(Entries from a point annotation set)
▬▬▬▬▬▬▬▬▬▬
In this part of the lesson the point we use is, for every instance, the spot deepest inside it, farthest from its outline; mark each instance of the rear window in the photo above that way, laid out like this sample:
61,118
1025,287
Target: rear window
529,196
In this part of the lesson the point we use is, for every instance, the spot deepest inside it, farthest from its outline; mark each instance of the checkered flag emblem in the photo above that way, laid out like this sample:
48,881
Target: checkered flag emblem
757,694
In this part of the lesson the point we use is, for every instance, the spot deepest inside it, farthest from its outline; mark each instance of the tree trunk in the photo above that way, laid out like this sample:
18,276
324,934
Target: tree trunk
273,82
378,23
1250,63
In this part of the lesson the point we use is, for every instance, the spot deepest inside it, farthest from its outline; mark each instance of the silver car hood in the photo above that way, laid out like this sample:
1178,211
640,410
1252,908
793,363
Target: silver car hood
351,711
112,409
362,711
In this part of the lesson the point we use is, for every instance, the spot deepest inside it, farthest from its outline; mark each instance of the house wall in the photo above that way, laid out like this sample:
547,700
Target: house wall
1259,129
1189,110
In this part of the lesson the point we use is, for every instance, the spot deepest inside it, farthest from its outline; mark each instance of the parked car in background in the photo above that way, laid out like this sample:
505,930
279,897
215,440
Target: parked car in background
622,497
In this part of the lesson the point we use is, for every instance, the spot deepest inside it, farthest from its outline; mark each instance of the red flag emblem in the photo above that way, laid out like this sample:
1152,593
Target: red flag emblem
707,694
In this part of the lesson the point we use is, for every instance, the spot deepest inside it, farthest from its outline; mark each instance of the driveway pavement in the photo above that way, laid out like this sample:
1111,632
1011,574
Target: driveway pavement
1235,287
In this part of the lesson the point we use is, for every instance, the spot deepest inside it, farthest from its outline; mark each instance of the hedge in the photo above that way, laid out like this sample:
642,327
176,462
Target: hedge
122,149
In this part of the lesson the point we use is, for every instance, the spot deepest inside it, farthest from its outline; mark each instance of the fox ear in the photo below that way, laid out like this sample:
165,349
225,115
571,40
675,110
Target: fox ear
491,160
▬▬▬▬▬▬▬▬▬▬
Problem statement ::
The records above should be repeated in full, exactly as given.

Output of the task ::
In this part of the lesson the point we use is, for every instance, the spot deepest inside it, farthest from its outline; mark each instance of the rear window in the photo above that way, laid out like this sample:
61,118
1025,287
Target: rear window
529,196
In this part of the lesson the point we use is, for every instance, the spot deepest inside it, farthest from its outline; mark each instance of the checkered flag emblem in the photo above that way, laid out like this sample:
48,881
Target: checkered flag emblem
757,694
In this part of the lesson the point we use is, for every instance, the spot deepest inside it, farthest from its outline; mark each instance of the tree trunk in the photo above that way, laid out like this sample:
18,276
324,934
Target: tree trunk
273,82
378,23
1250,63
In this part of the lesson the point we use is, for every instance, the spot deepest inside it, farthest from its outline; mark each instance of the silver car hood in the photo above that way, laid out like this sample:
1178,211
640,410
1252,908
793,363
Target: silver car hood
351,711
112,409
362,711
In this part of the lesson the point we use is, for every instance, the spot deepest inside it, farthest from its outline; mark each instance of the house wall in the photo above that way, laid out like this sample:
547,700
Target: house wall
1259,129
1189,110
In this part of the lesson the point we use is, for every instance, the spot deepest inside it, farthest from its outline; mark each instance of the parked car in background in the photo above that way, laid out like this sample:
505,930
279,897
215,440
Target: parked car in background
622,497
In this part of the lesson the point we use is, for every instance, the spot deepest inside it, farthest from its outline; mark each instance of the red flag emblem in the photo above that way, laid out like this sample:
1152,593
Target: red flag emblem
707,694
In this part of the lesson the point we use is, for every instance, the spot deepest inside it, farthest from its outline; mark each instance of the driveway pavement in the photo above that way, laid out like this sample:
1111,632
1011,574
Target: driveway pavement
1235,287
In this part of the lesson the point we use is, for every instance, the spot deepest inside it, farthest from its outline; mark each instance of the hedge in the photo above that way, laid out like this sample:
642,327
176,462
Target: hedge
122,149
In this part of the lesson the point we use is, for every instance, the spot deepest inside it, farthest from its outline; mark each instance of the fox ear in the photo below that way, laid out like this sample:
165,349
225,115
571,40
675,110
Target: fox ear
491,160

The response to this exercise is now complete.